>> BEGIN Source data
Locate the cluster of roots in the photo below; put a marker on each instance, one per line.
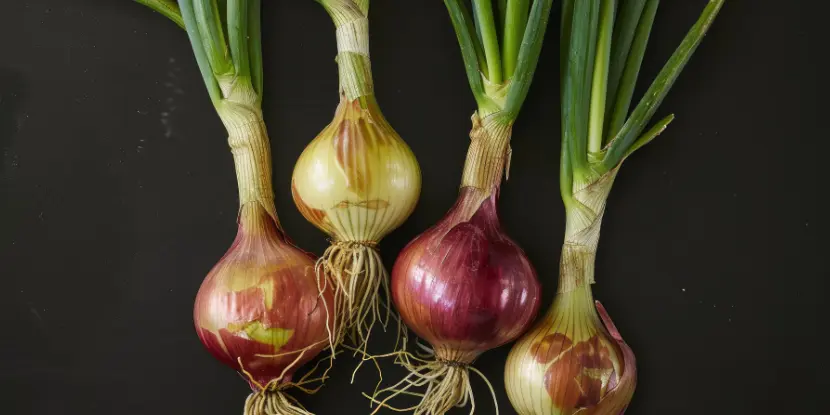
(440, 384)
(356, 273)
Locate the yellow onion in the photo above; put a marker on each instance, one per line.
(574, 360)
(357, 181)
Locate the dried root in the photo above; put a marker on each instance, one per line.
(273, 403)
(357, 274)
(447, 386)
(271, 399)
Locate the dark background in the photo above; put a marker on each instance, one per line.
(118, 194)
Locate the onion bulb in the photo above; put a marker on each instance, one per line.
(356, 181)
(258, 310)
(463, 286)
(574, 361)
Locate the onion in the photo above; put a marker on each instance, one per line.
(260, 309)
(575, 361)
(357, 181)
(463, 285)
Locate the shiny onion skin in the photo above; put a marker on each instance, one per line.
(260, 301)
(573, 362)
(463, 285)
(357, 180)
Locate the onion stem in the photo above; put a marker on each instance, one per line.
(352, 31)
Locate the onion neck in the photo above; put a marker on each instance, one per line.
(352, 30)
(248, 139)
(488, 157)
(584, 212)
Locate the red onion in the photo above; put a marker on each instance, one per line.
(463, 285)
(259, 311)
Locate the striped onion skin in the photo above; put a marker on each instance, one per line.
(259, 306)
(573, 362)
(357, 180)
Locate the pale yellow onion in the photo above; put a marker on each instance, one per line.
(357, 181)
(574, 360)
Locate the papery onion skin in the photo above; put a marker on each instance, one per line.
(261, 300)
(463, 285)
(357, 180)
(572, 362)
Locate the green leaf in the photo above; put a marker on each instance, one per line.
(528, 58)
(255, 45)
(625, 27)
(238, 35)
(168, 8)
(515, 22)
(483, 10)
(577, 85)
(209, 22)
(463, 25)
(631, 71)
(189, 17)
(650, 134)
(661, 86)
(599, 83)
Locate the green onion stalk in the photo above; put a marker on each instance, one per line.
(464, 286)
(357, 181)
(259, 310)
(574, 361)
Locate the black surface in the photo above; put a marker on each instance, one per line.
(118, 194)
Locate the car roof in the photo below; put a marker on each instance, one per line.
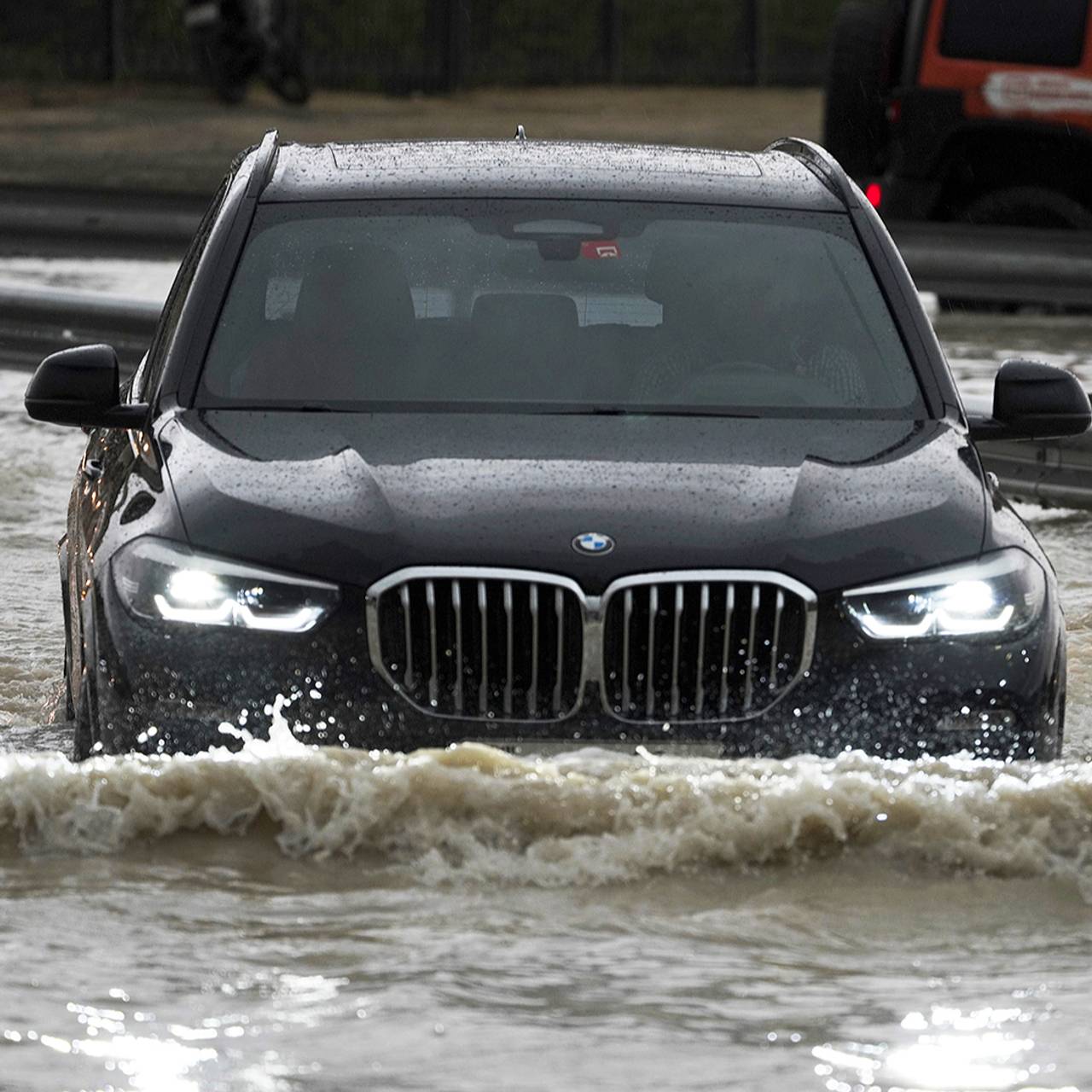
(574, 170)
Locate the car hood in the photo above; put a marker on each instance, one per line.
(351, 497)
>> END Source data
>> BEGIN Source data
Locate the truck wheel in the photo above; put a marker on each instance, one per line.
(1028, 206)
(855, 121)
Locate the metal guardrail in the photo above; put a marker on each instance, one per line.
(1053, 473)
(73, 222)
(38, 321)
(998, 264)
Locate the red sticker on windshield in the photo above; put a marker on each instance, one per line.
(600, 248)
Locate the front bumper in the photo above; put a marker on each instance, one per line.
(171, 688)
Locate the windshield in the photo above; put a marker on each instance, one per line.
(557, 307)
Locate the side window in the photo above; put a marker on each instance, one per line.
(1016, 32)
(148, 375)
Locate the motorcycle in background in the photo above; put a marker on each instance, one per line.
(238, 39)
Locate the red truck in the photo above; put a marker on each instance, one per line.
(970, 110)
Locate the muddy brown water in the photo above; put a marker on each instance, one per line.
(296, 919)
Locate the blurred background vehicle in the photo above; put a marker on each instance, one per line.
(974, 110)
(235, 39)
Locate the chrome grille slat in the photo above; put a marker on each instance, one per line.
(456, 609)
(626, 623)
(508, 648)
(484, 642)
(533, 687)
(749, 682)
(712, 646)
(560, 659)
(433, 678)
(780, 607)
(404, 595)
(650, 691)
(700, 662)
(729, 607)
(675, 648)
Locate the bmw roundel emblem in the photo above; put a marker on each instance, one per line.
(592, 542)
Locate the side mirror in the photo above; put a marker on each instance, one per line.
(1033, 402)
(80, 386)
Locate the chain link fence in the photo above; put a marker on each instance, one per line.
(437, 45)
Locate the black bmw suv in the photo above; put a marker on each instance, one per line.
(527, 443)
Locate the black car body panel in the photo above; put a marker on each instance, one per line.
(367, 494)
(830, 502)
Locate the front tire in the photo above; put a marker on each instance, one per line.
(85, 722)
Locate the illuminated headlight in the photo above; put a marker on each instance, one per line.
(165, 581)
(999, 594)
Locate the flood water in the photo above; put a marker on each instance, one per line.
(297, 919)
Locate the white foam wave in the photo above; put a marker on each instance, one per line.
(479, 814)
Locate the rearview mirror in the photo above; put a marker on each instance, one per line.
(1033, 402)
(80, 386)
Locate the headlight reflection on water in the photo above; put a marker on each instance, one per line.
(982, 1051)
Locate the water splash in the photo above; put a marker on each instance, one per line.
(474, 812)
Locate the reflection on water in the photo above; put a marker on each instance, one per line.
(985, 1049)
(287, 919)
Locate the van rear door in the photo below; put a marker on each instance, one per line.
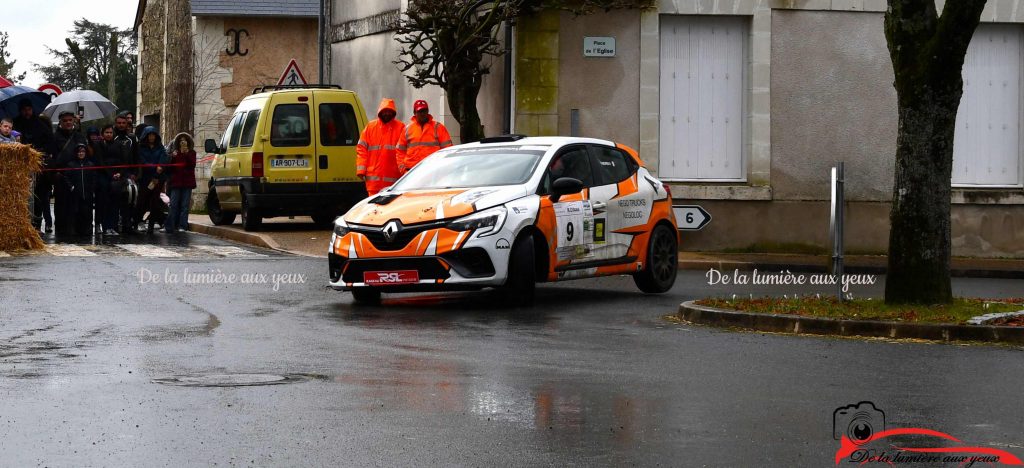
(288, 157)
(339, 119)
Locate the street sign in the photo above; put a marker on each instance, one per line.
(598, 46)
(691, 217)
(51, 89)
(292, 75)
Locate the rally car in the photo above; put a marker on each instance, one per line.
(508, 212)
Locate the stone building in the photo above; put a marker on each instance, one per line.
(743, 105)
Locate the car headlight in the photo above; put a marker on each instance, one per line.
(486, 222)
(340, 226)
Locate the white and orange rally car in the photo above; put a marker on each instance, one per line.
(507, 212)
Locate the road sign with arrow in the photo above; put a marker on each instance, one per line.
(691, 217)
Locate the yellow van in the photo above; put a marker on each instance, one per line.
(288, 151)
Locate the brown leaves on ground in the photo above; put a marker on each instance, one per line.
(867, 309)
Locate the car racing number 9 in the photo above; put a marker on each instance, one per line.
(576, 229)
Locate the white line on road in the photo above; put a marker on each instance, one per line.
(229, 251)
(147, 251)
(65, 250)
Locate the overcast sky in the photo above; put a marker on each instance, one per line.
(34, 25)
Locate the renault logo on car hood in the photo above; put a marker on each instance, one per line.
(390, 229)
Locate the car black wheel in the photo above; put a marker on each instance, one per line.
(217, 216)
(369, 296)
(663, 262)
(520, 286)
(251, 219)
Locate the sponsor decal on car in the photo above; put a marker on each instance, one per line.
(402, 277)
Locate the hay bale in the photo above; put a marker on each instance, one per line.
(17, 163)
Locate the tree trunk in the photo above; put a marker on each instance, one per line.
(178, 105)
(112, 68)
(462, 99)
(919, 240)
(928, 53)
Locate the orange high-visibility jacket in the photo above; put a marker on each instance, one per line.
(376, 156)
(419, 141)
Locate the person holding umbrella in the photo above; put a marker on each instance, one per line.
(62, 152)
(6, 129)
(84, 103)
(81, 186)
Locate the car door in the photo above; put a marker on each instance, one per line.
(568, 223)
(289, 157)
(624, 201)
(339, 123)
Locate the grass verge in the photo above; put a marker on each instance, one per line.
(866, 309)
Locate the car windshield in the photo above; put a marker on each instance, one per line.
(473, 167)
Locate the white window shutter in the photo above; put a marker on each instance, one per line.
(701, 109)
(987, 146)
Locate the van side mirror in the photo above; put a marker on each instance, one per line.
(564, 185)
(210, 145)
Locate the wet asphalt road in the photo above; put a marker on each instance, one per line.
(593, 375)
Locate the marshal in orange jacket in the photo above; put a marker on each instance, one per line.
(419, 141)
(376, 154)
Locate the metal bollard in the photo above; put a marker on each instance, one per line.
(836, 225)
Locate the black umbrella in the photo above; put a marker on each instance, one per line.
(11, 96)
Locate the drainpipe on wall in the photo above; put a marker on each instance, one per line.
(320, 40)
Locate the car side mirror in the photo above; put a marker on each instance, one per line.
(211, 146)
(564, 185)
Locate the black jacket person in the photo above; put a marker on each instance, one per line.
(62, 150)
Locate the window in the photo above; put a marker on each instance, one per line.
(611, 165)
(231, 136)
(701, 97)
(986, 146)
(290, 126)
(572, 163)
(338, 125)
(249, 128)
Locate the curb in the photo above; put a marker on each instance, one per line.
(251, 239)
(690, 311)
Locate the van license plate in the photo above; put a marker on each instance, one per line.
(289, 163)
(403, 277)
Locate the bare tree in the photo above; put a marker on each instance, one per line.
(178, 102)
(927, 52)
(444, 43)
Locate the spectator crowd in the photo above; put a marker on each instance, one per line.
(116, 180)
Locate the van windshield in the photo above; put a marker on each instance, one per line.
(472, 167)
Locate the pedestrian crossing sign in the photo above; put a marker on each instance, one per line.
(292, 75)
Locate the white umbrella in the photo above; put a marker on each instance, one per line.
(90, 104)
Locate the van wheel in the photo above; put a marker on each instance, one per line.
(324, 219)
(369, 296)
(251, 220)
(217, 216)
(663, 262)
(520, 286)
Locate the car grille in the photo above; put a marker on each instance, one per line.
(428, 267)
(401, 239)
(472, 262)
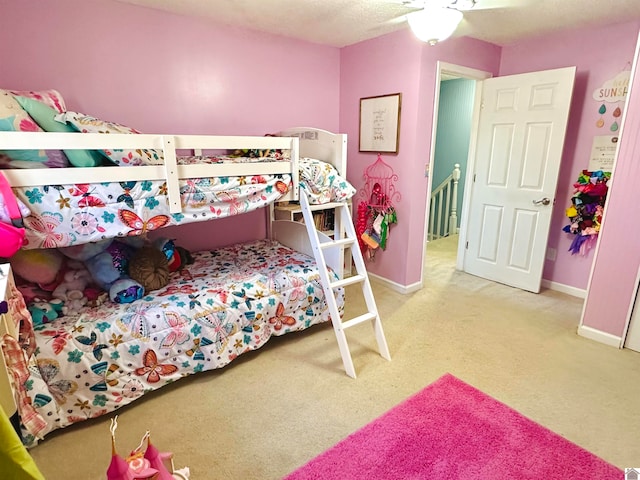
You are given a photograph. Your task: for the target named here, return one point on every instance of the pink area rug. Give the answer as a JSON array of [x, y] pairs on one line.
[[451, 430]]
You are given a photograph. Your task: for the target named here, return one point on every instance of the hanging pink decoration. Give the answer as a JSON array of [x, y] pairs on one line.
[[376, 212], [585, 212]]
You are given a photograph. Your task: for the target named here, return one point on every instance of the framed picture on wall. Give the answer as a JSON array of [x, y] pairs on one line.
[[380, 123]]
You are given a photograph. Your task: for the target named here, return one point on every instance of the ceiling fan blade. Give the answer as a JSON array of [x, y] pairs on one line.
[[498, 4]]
>> END Source data
■ Description of the task ■
Which lines of the listing above contain the word "road"? Copy each of them in full.

■ Answer to this problem ■
Locate the road sign with arrow in the photo above; put a marker on each instance, one per line.
Locate the white line on road in the photo above; put a marker on each instance, one per line.
Locate the wet asphalt road in the photo above; put a marker on each instance, one per line.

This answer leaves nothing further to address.